Consigne donnée 1:
Résumez plus brièvement le paragraphe du document source qui commence par « Il évoque également sa démarche créative », en gardant ses faits principaux.
Consigne donnée 2:
Sélectionnez chaque ligne des entrées qui contient le mot "stroller".

Document source:
Il évoque également sa démarche créative très personnelle. « Je peux rester longtemps à regarder un légume pour qu'il me raconte quelque chose. De temps en temps, quand on se pose des questions, on trouve des réponses. Enfin pas toujours. Le poireau n'a pas encore tenu ses promesses » commente-t-il, prêt à partir d'un grand éclat de rire. Du moins la version albinos, entièrement blanche, qu'il cherche à faire pousser un peu comme on obtient les asperges. Ou les courgettes-jambon (ne cherchez pas, si on les trouve un jour elles viendront d'ici). L'idée ? Un moule en forme de jambon, dans lequel il s'est mis en tête de convaincre la courgette de pousser. Les négociations n'ont pas encore abouti. « L 'an dernier, ça n'a pas marché. Je me donne encore 3 ou 4 ans. On n'y arrivera peut-être pas, mais si on n'essaie pas, on ne saura pas. » L'homme a fait sienne cette devise de Mark Twain qu'il a affichée dans son bureau, au milieu de la cuisine flambant neuve du restaurant : « Ils ne savaient pas que c' était impossible, alors ils l'ont fait. »

Matériel source:
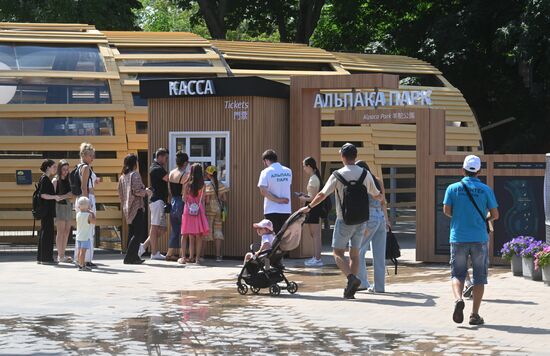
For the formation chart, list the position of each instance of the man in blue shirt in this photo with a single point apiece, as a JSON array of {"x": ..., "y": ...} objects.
[{"x": 470, "y": 204}]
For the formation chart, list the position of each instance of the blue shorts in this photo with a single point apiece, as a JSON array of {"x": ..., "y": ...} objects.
[
  {"x": 84, "y": 244},
  {"x": 478, "y": 252},
  {"x": 354, "y": 234}
]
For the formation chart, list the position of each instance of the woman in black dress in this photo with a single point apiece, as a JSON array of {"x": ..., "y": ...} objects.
[{"x": 47, "y": 203}]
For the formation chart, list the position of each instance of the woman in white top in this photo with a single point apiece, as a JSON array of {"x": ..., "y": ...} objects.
[
  {"x": 88, "y": 181},
  {"x": 312, "y": 224}
]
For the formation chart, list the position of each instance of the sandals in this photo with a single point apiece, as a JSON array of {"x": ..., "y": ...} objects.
[
  {"x": 458, "y": 314},
  {"x": 475, "y": 319}
]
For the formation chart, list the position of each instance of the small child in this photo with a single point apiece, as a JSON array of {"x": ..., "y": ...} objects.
[
  {"x": 264, "y": 229},
  {"x": 85, "y": 219}
]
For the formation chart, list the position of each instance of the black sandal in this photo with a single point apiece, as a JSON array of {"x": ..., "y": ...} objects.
[
  {"x": 458, "y": 314},
  {"x": 475, "y": 319}
]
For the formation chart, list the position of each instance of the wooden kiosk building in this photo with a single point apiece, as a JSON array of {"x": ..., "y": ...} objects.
[{"x": 61, "y": 84}]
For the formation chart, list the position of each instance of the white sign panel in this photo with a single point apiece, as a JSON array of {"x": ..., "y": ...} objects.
[
  {"x": 190, "y": 87},
  {"x": 373, "y": 99}
]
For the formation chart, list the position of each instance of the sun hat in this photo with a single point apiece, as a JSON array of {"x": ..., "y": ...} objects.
[
  {"x": 472, "y": 163},
  {"x": 348, "y": 150},
  {"x": 264, "y": 224},
  {"x": 211, "y": 170}
]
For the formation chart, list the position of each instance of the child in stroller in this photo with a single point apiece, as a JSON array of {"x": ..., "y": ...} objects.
[{"x": 262, "y": 266}]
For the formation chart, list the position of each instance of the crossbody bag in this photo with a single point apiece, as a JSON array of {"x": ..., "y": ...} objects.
[{"x": 487, "y": 223}]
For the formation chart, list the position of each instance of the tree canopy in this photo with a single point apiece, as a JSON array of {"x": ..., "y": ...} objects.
[{"x": 104, "y": 14}]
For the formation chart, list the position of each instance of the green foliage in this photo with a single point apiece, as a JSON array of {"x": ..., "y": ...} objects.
[
  {"x": 165, "y": 16},
  {"x": 104, "y": 14},
  {"x": 496, "y": 52}
]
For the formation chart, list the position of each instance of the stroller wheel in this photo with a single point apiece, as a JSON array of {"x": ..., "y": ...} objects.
[
  {"x": 292, "y": 287},
  {"x": 274, "y": 290},
  {"x": 242, "y": 288}
]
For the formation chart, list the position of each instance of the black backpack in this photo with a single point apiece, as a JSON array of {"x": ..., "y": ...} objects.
[
  {"x": 393, "y": 251},
  {"x": 326, "y": 207},
  {"x": 75, "y": 179},
  {"x": 355, "y": 202},
  {"x": 37, "y": 206}
]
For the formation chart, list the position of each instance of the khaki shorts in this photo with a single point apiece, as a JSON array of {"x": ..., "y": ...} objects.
[{"x": 158, "y": 216}]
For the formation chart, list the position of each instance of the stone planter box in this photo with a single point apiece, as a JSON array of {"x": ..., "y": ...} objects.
[
  {"x": 516, "y": 265},
  {"x": 528, "y": 265},
  {"x": 546, "y": 274}
]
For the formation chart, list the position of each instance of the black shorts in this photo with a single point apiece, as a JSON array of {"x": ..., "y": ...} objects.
[
  {"x": 278, "y": 220},
  {"x": 314, "y": 216}
]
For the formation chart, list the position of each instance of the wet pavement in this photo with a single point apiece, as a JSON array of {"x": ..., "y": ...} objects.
[{"x": 136, "y": 317}]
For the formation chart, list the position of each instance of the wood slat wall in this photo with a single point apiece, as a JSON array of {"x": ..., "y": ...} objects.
[
  {"x": 267, "y": 127},
  {"x": 123, "y": 83}
]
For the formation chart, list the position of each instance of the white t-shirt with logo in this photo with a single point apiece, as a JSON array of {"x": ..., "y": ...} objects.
[{"x": 277, "y": 179}]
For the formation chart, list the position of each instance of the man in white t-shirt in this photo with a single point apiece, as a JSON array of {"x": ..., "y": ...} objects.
[
  {"x": 344, "y": 233},
  {"x": 274, "y": 184}
]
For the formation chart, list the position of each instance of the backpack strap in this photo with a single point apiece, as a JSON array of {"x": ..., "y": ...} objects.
[{"x": 340, "y": 178}]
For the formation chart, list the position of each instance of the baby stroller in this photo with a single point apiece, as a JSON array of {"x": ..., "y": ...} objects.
[{"x": 266, "y": 270}]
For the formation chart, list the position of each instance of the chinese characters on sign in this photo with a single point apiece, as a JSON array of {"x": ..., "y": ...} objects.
[
  {"x": 390, "y": 115},
  {"x": 373, "y": 99},
  {"x": 239, "y": 109}
]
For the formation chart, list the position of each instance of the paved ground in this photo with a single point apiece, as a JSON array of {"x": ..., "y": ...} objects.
[{"x": 160, "y": 308}]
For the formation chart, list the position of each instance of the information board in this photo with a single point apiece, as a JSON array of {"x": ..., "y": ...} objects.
[{"x": 521, "y": 207}]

Bonne réponse 1:
Il décrit une démarche créative très personnelle. Il peut observer longtemps un légume pour qu'il lui « raconte » quelque chose, sans toujours trouver de réponse. Il cherche ainsi à faire pousser un poireau albinos entièrement blanc, un peu comme on obtient les asperges, mais sans résultat pour l'instant. Il veut aussi obtenir des courgettes-jambon en faisant pousser la courgette dans un moule en forme de jambon. L'essai a échoué l'an dernier, et il se donne encore 3 ou 4 ans, car il faut essayer pour savoir. Dans son bureau, au milieu de la cuisine neuve du restaurant, il a affiché une devise de Mark Twain : ceux qui ignoraient qu'une chose était impossible l'ont faite.

Bonne réponse 2:
For the formation chart, list the position of each instance of the child in stroller in this photo with a single point apiece, as a JSON array of {"x": ..., "y": ...} objects.
For the formation chart, list the position of each instance of the stroller wheel in this photo with a single point apiece, as a JSON array of {"x": ..., "y": ...} objects.
For the formation chart, list the position of each instance of the baby stroller in this photo with a single point apiece, as a JSON array of {"x": ..., "y": ...} objects.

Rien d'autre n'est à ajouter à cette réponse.